### Task item
Your answer should be the lines from the one containing "In this picture, where can the bridge over" through the final line below, copied exactly.

*** Study material ***

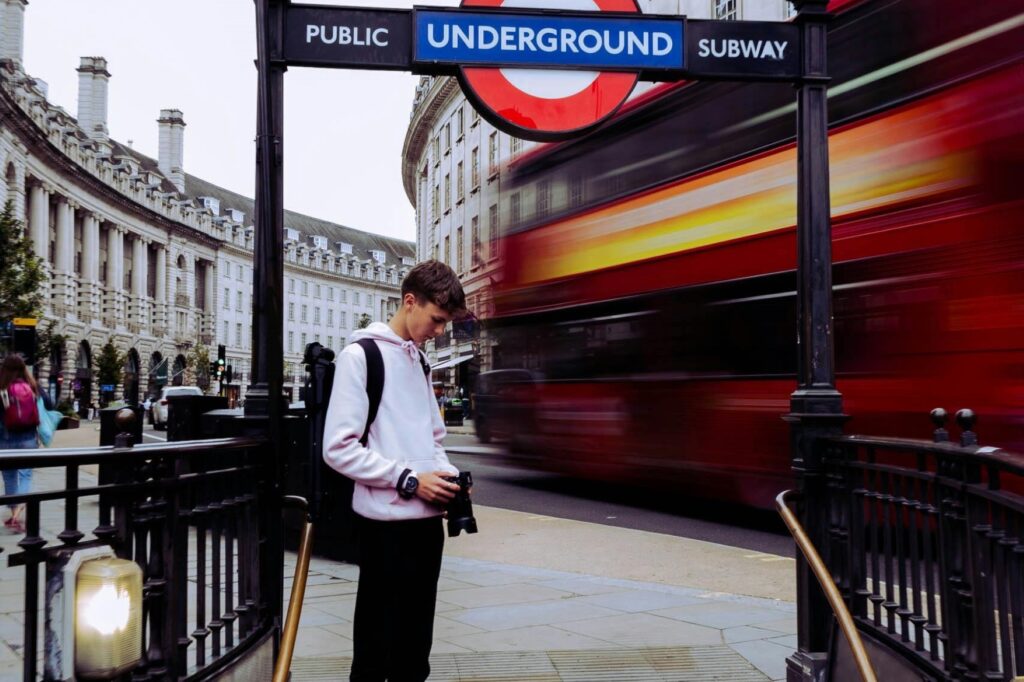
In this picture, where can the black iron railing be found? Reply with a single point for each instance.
(927, 545)
(189, 514)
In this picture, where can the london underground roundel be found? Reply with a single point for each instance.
(546, 103)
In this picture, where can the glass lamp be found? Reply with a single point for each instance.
(108, 617)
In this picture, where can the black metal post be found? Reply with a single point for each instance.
(264, 399)
(816, 408)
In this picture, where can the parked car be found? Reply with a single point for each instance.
(159, 410)
(502, 406)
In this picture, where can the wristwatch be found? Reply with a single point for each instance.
(408, 484)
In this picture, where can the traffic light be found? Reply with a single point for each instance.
(221, 361)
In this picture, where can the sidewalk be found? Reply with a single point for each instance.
(540, 599)
(546, 599)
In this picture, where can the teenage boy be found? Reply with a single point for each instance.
(399, 489)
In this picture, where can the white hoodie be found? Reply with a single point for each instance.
(407, 433)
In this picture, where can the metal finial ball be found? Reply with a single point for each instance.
(125, 419)
(966, 419)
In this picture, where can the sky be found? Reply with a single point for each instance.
(343, 129)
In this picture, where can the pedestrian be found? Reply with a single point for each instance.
(17, 428)
(398, 472)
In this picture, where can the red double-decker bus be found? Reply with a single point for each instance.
(648, 282)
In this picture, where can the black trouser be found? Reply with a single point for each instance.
(399, 563)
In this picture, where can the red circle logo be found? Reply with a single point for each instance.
(544, 103)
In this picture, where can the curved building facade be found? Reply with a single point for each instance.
(138, 252)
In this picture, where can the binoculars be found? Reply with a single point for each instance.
(461, 509)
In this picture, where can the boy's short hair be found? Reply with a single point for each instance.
(433, 281)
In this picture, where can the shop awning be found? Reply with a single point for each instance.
(452, 363)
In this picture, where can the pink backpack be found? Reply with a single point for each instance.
(20, 413)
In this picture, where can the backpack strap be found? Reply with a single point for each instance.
(375, 382)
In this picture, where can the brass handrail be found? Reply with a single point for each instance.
(832, 592)
(291, 628)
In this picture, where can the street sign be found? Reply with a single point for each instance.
(742, 49)
(320, 36)
(547, 103)
(591, 40)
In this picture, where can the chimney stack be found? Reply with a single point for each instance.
(172, 128)
(12, 29)
(92, 81)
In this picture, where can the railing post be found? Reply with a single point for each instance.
(816, 408)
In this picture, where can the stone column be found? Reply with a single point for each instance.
(39, 228)
(138, 276)
(160, 317)
(62, 276)
(90, 289)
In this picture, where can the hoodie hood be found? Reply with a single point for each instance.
(382, 332)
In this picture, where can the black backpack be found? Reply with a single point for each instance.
(375, 380)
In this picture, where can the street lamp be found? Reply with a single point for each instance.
(94, 605)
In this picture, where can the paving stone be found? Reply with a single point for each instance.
(521, 615)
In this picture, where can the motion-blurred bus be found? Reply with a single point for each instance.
(648, 279)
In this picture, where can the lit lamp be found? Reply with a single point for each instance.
(95, 616)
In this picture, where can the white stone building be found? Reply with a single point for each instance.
(141, 253)
(453, 165)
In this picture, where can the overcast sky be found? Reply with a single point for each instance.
(343, 129)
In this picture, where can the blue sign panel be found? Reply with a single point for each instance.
(567, 41)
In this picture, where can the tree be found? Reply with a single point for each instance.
(110, 365)
(20, 273)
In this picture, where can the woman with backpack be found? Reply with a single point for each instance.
(17, 427)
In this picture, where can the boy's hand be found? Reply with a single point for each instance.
(434, 488)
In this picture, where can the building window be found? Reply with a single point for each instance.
(493, 227)
(493, 155)
(725, 9)
(474, 235)
(458, 246)
(514, 211)
(543, 199)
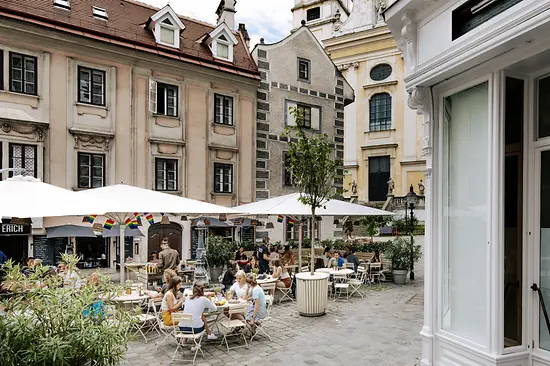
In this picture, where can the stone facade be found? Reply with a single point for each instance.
(325, 92)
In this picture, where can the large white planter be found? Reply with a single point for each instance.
(312, 293)
(400, 276)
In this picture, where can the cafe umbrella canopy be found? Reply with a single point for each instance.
(290, 205)
(121, 201)
(26, 197)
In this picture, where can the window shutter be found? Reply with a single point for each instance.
(290, 121)
(152, 96)
(315, 118)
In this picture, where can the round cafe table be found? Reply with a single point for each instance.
(331, 271)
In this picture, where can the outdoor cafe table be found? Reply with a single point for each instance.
(331, 271)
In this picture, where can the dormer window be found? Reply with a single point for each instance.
(166, 27)
(221, 41)
(65, 4)
(100, 13)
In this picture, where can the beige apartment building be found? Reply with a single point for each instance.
(383, 136)
(99, 92)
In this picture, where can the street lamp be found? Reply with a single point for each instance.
(411, 200)
(200, 270)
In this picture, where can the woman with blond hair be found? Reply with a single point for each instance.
(258, 309)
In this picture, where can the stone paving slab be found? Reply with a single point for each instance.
(381, 329)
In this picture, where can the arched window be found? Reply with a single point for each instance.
(380, 112)
(380, 72)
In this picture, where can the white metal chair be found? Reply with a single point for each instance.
(147, 322)
(356, 283)
(375, 272)
(186, 320)
(259, 326)
(341, 284)
(231, 325)
(287, 292)
(269, 288)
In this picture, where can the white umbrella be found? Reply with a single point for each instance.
(291, 206)
(121, 201)
(24, 196)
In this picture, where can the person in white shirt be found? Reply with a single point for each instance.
(240, 288)
(195, 305)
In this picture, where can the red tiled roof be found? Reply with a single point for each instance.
(127, 27)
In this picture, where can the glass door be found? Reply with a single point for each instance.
(542, 230)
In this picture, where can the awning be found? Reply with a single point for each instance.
(66, 231)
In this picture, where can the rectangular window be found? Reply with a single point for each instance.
(288, 179)
(223, 110)
(306, 114)
(23, 74)
(313, 13)
(304, 69)
(166, 174)
(473, 13)
(91, 170)
(91, 86)
(223, 178)
(23, 157)
(379, 175)
(465, 178)
(167, 100)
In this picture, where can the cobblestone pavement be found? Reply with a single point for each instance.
(380, 330)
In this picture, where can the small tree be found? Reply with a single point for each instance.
(313, 166)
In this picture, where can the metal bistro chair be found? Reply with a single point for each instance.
(186, 320)
(356, 283)
(287, 292)
(232, 325)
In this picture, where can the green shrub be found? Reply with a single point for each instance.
(52, 325)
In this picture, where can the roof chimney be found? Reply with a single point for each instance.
(226, 13)
(244, 32)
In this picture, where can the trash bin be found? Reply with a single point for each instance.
(312, 293)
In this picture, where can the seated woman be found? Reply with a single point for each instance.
(240, 288)
(258, 309)
(229, 276)
(252, 266)
(281, 273)
(195, 305)
(170, 303)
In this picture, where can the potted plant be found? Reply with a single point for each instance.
(219, 252)
(66, 325)
(400, 252)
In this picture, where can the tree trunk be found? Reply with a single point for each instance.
(313, 226)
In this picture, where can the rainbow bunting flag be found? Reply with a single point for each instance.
(109, 224)
(89, 218)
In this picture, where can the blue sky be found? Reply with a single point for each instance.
(270, 19)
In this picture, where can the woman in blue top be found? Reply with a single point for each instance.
(258, 309)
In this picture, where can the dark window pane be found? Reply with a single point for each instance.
(544, 107)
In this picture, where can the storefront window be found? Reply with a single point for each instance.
(465, 214)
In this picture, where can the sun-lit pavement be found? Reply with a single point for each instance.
(381, 329)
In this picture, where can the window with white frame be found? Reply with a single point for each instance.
(91, 86)
(23, 157)
(91, 170)
(223, 178)
(166, 174)
(223, 109)
(163, 98)
(23, 73)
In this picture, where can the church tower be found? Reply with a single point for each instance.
(321, 15)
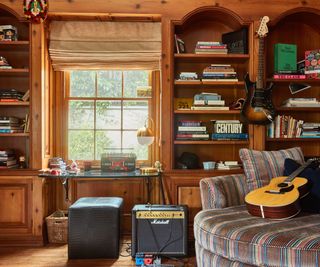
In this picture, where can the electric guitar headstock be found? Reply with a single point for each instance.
(263, 28)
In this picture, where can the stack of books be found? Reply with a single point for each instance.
(311, 130)
(228, 165)
(228, 130)
(189, 76)
(191, 130)
(8, 159)
(219, 72)
(10, 125)
(301, 102)
(208, 101)
(284, 126)
(203, 47)
(4, 63)
(11, 95)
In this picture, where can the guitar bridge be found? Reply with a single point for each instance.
(274, 192)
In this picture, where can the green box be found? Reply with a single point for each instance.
(285, 58)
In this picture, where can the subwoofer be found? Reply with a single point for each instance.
(160, 230)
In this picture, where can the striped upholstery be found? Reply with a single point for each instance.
(206, 258)
(223, 191)
(260, 166)
(235, 235)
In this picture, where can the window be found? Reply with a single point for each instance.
(105, 109)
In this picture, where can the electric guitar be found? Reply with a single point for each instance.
(280, 198)
(258, 107)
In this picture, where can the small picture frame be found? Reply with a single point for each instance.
(180, 46)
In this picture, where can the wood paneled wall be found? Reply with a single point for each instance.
(175, 9)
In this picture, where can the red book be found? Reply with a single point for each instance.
(289, 76)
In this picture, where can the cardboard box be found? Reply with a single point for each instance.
(312, 64)
(285, 58)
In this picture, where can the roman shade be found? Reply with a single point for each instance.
(105, 44)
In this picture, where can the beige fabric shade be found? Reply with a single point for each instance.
(109, 45)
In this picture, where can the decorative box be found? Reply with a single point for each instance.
(8, 33)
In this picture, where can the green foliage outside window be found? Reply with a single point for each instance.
(96, 122)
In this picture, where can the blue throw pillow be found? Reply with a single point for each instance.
(311, 202)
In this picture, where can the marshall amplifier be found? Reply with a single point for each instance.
(160, 230)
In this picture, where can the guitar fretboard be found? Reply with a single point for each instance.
(260, 64)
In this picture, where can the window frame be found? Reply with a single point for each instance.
(152, 111)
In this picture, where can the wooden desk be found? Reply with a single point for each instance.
(64, 178)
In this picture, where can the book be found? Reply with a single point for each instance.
(220, 80)
(180, 45)
(236, 41)
(285, 57)
(209, 108)
(192, 128)
(227, 136)
(298, 87)
(290, 76)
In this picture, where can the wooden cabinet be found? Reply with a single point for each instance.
(300, 27)
(21, 210)
(17, 53)
(206, 24)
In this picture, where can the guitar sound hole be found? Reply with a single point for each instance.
(282, 185)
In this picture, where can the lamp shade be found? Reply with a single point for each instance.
(145, 136)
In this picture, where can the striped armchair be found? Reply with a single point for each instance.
(227, 235)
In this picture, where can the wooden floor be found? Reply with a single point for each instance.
(57, 256)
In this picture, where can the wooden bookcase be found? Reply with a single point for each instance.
(203, 24)
(206, 24)
(301, 27)
(17, 54)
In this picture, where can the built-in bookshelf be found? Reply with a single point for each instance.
(17, 54)
(289, 28)
(213, 22)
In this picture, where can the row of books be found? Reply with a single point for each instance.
(222, 130)
(4, 63)
(12, 95)
(12, 124)
(210, 47)
(301, 102)
(8, 159)
(208, 101)
(285, 126)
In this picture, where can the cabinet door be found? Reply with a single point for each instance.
(15, 206)
(184, 190)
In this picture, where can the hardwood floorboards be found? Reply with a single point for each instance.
(57, 256)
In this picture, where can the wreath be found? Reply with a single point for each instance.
(35, 10)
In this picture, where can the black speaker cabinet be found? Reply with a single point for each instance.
(160, 230)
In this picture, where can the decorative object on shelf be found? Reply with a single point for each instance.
(312, 64)
(118, 161)
(285, 58)
(8, 33)
(22, 162)
(145, 134)
(4, 63)
(208, 165)
(210, 48)
(237, 105)
(35, 10)
(236, 41)
(180, 46)
(188, 160)
(258, 107)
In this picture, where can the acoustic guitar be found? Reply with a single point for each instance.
(280, 198)
(258, 107)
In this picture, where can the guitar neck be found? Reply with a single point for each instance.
(298, 171)
(260, 64)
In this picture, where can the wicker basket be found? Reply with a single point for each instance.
(57, 226)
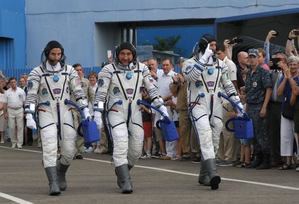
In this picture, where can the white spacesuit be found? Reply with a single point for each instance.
(49, 85)
(119, 86)
(207, 76)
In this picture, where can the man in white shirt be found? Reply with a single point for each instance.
(164, 80)
(14, 99)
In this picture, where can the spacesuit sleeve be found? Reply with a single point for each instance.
(228, 86)
(76, 88)
(33, 84)
(104, 79)
(150, 83)
(192, 70)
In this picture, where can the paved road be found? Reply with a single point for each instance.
(92, 180)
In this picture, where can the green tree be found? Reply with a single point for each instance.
(166, 44)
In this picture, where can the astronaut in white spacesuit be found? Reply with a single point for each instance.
(207, 76)
(49, 85)
(119, 86)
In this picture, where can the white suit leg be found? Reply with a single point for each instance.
(12, 125)
(136, 138)
(217, 125)
(48, 134)
(120, 144)
(68, 143)
(204, 132)
(20, 126)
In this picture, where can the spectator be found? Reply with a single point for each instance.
(290, 71)
(261, 59)
(76, 116)
(258, 88)
(163, 82)
(3, 121)
(274, 116)
(290, 44)
(153, 67)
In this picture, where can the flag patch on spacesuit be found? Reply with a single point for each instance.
(44, 91)
(116, 90)
(100, 82)
(30, 84)
(210, 83)
(198, 83)
(56, 91)
(151, 79)
(129, 91)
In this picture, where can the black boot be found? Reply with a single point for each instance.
(53, 180)
(123, 178)
(203, 177)
(210, 165)
(266, 164)
(61, 170)
(118, 181)
(257, 160)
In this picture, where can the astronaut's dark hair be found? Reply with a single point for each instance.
(203, 42)
(77, 65)
(51, 45)
(128, 46)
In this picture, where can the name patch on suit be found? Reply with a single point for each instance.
(210, 83)
(57, 91)
(129, 91)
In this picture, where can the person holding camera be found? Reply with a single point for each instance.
(290, 72)
(290, 46)
(274, 116)
(258, 89)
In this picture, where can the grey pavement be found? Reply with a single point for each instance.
(92, 180)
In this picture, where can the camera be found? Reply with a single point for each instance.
(235, 40)
(274, 65)
(276, 34)
(296, 32)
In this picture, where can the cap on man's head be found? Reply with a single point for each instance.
(253, 52)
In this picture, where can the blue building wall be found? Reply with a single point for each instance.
(189, 36)
(12, 35)
(80, 24)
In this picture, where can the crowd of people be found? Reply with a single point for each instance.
(264, 85)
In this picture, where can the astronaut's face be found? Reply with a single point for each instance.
(54, 56)
(166, 66)
(125, 56)
(213, 45)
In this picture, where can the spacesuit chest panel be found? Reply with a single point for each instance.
(125, 84)
(54, 85)
(211, 78)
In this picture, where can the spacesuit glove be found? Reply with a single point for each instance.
(30, 123)
(86, 113)
(207, 55)
(163, 109)
(98, 119)
(240, 110)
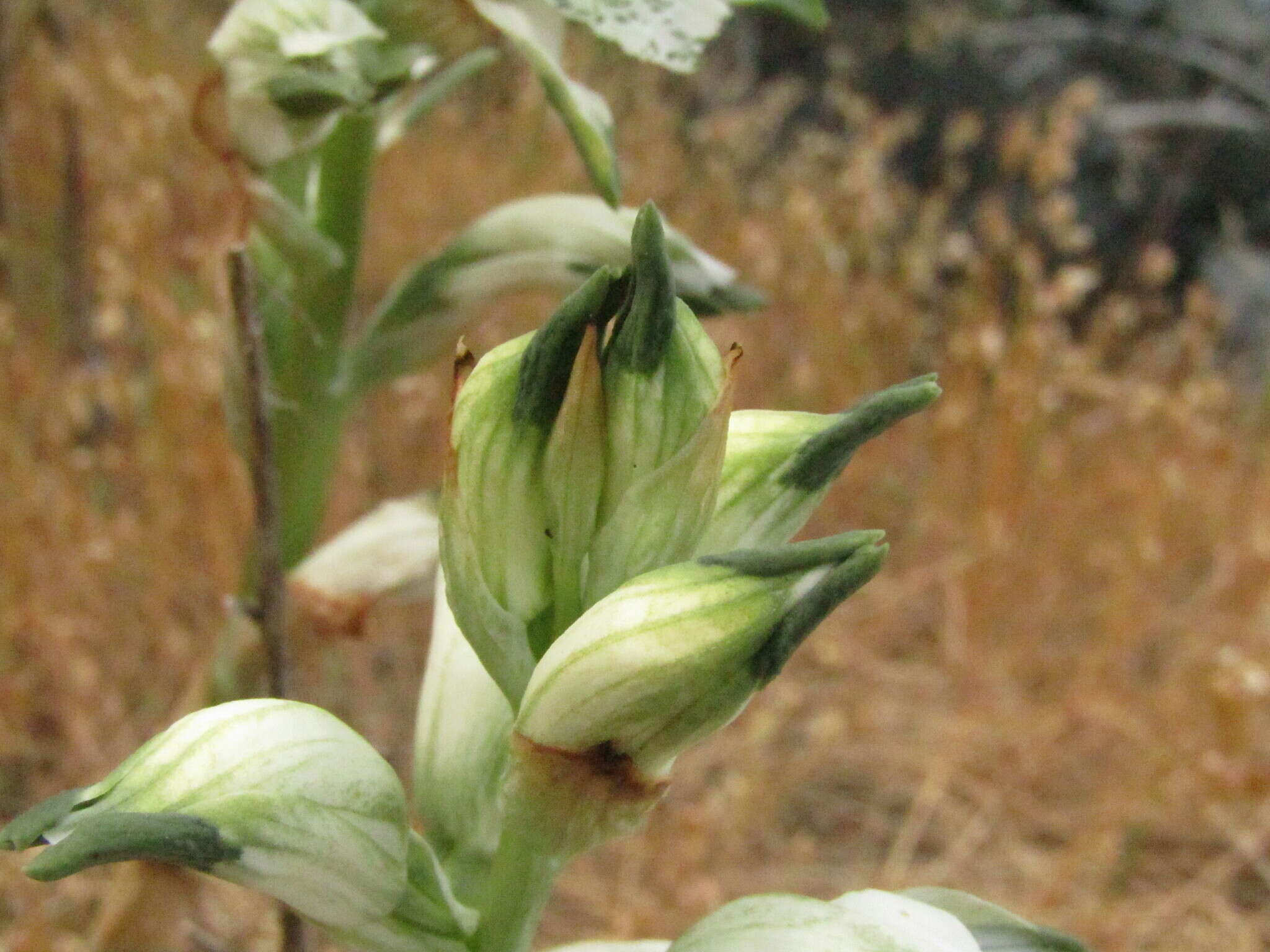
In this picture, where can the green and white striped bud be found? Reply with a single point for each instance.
(860, 922)
(430, 918)
(389, 553)
(275, 795)
(291, 69)
(659, 664)
(575, 467)
(666, 419)
(780, 465)
(460, 754)
(553, 242)
(497, 540)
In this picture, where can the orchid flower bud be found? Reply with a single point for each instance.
(666, 404)
(389, 553)
(495, 509)
(779, 466)
(430, 918)
(293, 68)
(275, 795)
(662, 663)
(869, 922)
(551, 242)
(460, 753)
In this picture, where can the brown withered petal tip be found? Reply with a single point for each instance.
(602, 763)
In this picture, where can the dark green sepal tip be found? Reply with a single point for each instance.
(548, 362)
(841, 582)
(112, 838)
(796, 557)
(25, 829)
(644, 329)
(305, 94)
(822, 457)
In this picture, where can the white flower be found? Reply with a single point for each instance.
(275, 795)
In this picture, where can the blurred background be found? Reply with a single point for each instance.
(1055, 696)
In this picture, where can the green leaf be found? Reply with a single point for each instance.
(536, 29)
(996, 930)
(810, 13)
(414, 106)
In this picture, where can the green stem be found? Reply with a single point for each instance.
(517, 890)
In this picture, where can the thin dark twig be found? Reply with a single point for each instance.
(270, 610)
(271, 592)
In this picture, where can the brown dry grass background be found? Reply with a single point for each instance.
(1055, 696)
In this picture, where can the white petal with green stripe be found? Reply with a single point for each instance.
(275, 795)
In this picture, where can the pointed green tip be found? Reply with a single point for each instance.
(797, 557)
(803, 617)
(111, 838)
(822, 457)
(548, 362)
(25, 829)
(644, 330)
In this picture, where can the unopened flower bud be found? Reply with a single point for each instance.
(460, 754)
(866, 922)
(497, 540)
(275, 795)
(389, 553)
(293, 68)
(659, 664)
(779, 465)
(546, 242)
(666, 403)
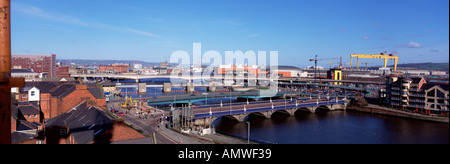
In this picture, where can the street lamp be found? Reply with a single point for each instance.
(315, 67)
(248, 132)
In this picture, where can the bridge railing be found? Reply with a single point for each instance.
(252, 110)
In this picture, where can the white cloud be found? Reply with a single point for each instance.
(145, 33)
(413, 45)
(410, 45)
(254, 35)
(58, 17)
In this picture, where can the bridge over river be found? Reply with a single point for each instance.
(204, 115)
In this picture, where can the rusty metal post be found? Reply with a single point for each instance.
(5, 72)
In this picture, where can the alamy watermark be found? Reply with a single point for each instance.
(234, 68)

*** End of Study material ***

### Result
In this picture, where can the bridge over river be found? Reply with a single point for each instance.
(204, 115)
In this picture, where can the rusty metal post be found? Reply with a single point for each instance.
(5, 72)
In this picture, where can the alamy watermark be found? Reply with a single point for each instance.
(234, 68)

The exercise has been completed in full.